[Information provided]
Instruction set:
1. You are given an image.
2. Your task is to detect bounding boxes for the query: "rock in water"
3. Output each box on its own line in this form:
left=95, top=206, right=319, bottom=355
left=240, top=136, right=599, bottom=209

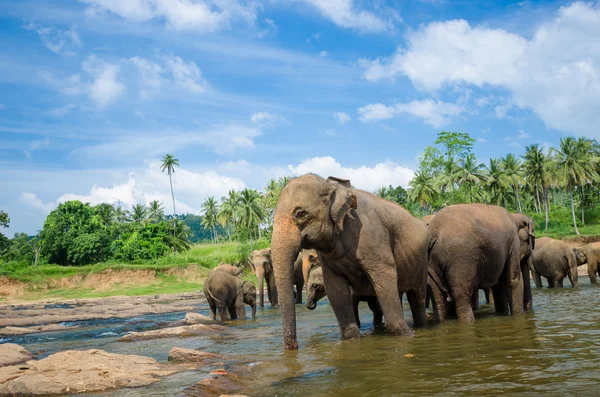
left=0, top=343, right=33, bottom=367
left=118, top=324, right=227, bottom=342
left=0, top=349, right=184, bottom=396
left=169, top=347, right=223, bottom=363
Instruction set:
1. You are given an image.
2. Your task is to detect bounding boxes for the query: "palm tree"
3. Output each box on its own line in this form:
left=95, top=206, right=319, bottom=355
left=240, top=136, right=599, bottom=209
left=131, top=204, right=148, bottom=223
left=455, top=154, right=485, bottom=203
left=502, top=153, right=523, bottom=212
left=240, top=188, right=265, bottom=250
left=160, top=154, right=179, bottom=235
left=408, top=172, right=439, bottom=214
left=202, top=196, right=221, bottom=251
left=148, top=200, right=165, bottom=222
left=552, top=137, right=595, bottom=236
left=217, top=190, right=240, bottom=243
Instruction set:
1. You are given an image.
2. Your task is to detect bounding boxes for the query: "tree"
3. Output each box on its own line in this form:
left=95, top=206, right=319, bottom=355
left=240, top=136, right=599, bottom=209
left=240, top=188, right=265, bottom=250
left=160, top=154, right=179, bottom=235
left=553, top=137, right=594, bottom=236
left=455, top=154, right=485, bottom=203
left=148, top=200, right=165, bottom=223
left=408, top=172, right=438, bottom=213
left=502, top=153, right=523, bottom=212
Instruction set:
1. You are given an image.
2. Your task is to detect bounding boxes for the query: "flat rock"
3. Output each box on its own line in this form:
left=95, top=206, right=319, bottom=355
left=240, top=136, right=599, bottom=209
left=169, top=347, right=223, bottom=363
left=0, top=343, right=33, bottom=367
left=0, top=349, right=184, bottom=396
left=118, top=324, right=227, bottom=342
* * *
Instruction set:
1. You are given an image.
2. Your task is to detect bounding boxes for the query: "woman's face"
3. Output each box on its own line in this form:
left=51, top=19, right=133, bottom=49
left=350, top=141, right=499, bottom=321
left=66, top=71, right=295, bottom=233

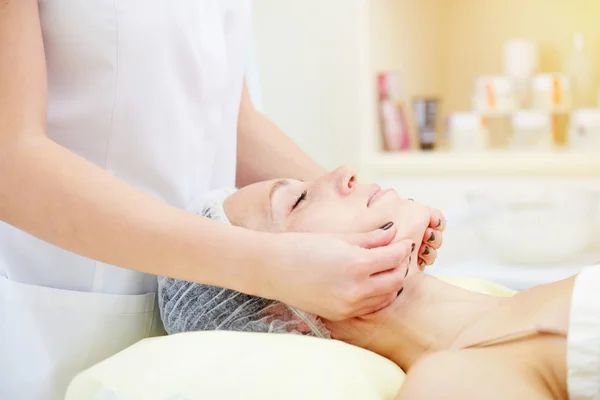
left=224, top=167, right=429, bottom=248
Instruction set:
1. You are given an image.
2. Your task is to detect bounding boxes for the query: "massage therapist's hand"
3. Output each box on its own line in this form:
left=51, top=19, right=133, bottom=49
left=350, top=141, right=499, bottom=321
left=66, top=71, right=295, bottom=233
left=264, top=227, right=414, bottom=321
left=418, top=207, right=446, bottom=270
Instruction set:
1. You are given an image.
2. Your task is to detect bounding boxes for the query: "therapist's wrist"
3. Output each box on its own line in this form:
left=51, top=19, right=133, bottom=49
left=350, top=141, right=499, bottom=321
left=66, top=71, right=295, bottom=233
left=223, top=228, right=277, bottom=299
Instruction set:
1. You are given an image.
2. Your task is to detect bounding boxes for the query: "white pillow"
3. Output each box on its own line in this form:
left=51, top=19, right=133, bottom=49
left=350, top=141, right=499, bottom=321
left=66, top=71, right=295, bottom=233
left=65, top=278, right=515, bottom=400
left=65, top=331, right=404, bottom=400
* * *
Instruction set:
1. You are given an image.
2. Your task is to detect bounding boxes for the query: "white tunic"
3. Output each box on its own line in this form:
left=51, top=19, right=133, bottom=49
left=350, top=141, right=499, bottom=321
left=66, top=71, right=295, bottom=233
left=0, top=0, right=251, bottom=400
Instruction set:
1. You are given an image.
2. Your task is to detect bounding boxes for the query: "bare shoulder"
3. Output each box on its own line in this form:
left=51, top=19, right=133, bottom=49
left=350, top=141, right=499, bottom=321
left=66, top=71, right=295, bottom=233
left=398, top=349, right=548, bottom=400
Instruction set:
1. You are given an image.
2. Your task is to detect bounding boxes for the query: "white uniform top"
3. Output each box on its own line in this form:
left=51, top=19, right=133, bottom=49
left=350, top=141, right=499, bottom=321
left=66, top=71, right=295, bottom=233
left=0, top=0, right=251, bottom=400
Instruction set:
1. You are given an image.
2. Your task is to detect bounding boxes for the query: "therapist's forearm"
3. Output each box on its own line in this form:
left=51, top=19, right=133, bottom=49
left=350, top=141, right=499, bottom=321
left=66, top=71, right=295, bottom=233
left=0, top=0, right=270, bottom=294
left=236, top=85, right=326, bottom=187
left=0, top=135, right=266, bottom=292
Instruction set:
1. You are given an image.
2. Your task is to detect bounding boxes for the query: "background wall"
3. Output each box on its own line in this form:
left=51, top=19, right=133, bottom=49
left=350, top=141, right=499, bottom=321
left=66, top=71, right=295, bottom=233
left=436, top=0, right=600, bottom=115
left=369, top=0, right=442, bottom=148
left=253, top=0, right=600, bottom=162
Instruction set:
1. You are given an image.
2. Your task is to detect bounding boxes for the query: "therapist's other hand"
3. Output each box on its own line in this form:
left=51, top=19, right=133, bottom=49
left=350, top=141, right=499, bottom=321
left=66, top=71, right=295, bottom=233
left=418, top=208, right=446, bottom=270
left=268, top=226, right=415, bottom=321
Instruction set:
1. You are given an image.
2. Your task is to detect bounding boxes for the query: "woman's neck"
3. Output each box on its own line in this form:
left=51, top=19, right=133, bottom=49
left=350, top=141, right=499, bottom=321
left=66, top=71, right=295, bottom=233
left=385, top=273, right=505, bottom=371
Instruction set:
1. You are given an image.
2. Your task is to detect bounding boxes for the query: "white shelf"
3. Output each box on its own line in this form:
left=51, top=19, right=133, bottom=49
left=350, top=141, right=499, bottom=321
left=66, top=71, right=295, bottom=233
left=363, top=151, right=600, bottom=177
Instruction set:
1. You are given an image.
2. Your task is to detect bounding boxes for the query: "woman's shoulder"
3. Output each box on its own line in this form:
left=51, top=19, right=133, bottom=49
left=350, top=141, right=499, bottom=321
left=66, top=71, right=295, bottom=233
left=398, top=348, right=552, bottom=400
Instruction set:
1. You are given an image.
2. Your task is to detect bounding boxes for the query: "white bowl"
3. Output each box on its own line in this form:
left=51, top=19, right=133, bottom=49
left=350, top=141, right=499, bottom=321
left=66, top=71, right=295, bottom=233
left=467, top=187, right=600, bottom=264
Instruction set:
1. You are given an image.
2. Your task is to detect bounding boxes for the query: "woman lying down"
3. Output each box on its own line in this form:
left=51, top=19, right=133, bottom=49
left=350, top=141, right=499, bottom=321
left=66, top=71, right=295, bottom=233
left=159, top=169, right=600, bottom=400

[Stated exercise]
Locate every line in the blocks above that contains the string "woman" and copy each of those lines in full. The match is case-sensitive.

[Written answer]
2. Your task is to detect bounding boxes for the query: "woman's face"
2. Your task is to detect bounding boxes for the query: "woman's neck"
2. Your task is to detect bounding boxes for the query: "woman's shoulder"
2. Your task is to detect bounding boxes for the query: "woman lying down"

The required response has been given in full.